- **Work order 1**
Please return the stretch of the Xenia Wickett biography from "Wickett leads her" through "international integrity standards.", copied word for word.
- **Work order 2**
Resume the Xenia Wickett biography after its last sentence, carrying it forward in the same style.
(Provided passage begins)
British executive coach

Xenia Wickett (née Dormandy) is a British-American executive coach and international advisor.

==Biography==

Wickett leads her own business, Wickett Advisory, that helps individuals and institutions make smarter, more informed decisions by gaining a broader perspective on their challenges and opportunities. The organisation achieves this through three key services: a) executive coaching; b) international affairs insights; and c) moderation, facilitation and hosting capabilities.

Until mid-2021, Xenia was the Vice President of Political Analysis and Integrity Due Dilgience at Equinor (previously Statoil). Her work focused on analyzing international affairs, country risk and security issues as well as changing ESG standards and expectations. She also ensured corporate adherence to international integrity standards.

Immediately prior to Equinor, Wickett was the project director of the US Project at Chatham House and Dean of the Queen Elizabeth II Academy for Leadership in International Affairs, Chatham House’s new leadership training initiative. Previously, she was the executive director of the PeaceNexus Foundation, based outside Geneva, which she launched in 2009. From 2005 to 2009, Wickett was at Harvard Kennedy School's Belfer Center where she was the director of the Project on India and the Subcontinent and the executive director for research.
(Provided passage ends)
(Dataset records begins)
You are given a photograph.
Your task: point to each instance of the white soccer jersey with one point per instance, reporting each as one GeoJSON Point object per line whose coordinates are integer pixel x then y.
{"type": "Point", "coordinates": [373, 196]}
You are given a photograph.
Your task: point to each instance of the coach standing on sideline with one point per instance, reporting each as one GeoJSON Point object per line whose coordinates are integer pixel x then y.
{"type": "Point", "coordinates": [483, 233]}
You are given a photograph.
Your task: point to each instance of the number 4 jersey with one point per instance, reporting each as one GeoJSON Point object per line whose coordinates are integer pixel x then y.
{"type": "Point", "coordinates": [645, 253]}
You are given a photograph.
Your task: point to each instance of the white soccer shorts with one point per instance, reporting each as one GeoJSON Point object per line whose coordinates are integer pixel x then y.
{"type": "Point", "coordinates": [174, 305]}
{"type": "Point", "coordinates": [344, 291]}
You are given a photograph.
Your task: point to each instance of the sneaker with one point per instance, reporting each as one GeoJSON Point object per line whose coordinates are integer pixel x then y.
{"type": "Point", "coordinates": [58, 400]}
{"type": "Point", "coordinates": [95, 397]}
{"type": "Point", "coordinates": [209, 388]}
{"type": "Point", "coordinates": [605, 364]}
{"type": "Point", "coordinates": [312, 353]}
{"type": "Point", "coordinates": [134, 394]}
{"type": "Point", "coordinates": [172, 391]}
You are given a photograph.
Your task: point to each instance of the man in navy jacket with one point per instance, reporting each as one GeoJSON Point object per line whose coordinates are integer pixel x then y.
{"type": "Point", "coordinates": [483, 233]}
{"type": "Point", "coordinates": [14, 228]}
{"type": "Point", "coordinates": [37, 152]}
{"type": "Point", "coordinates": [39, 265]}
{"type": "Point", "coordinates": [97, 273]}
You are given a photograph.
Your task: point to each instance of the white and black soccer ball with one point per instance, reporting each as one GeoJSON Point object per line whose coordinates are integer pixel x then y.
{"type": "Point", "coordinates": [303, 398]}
(Dataset records ends)
- **Exercise answer 1**
Wickett leads her own business, Wickett Advisory, that helps individuals and institutions make smarter, more informed decisions by gaining a broader perspective on their challenges and opportunities. The organisation achieves this through three key services: a) executive coaching; b) international affairs insights; and c) moderation, facilitation and hosting capabilities.

Until mid-2021, Xenia was the Vice President of Political Analysis and Integrity Due Dilgience at Equinor (previously Statoil). Her work focused on analyzing international affairs, country risk and security issues as well as changing ESG standards and expectations. She also ensured corporate adherence to international integrity standards.

- **Exercise answer 2**
From early 2004 to August 2005, Wickett served as director for South Asia at the U.S. National Security Council (NSC). Prior to her NSC post, Wickett served as a foreign affairs specialist in the Bureau of South Asia at the Department of State. Her major portfolios included counterterrorism, nonproliferation, Kashmir, and other law enforcement topics. During her tenure at the Department of State, Wickett was also a special advisor at the Homeland Security Group, and an officer in the Bureau of Nonproliferation. Shortly after September 11, 2001, she was detailed from the Department of State to the Office of the Vice President (OVP) to help launch the Office of Homeland Security Affairs.

Wickett is a member of the executive committee of The Pilgrims, sits on the board of trustees of Transparency International UK, and serves on the faculty of Chatham House's Academy for Leadership in International Affairs. She stepped down as a Commissioner for the Marshall Aid Commemoration Commission in summer 2022 and from the Programme Committee at Ditchley Park in March 2024. Previously she has sat on committees at the Council on Foreign Relations and the World Economic Forum. She has spoken, moderated and facilitated high-level discussions at events including Aspen, ONS , FT Weekend Festival and the GMF Brussels Forum.

Wickett is the author of numerous articles and op-eds in publications such as The Washington Quarterly, The Washington Post, Boston Globe, Christian Science Monitor and International New York Times, and she has been interviewed on radio and television for such programs as the BBC, NPR, C-SPAN, CNN, Fox News, Al Jazeera and the Jim Lehrer News Hour. She regularly appears on and hosts podcasts.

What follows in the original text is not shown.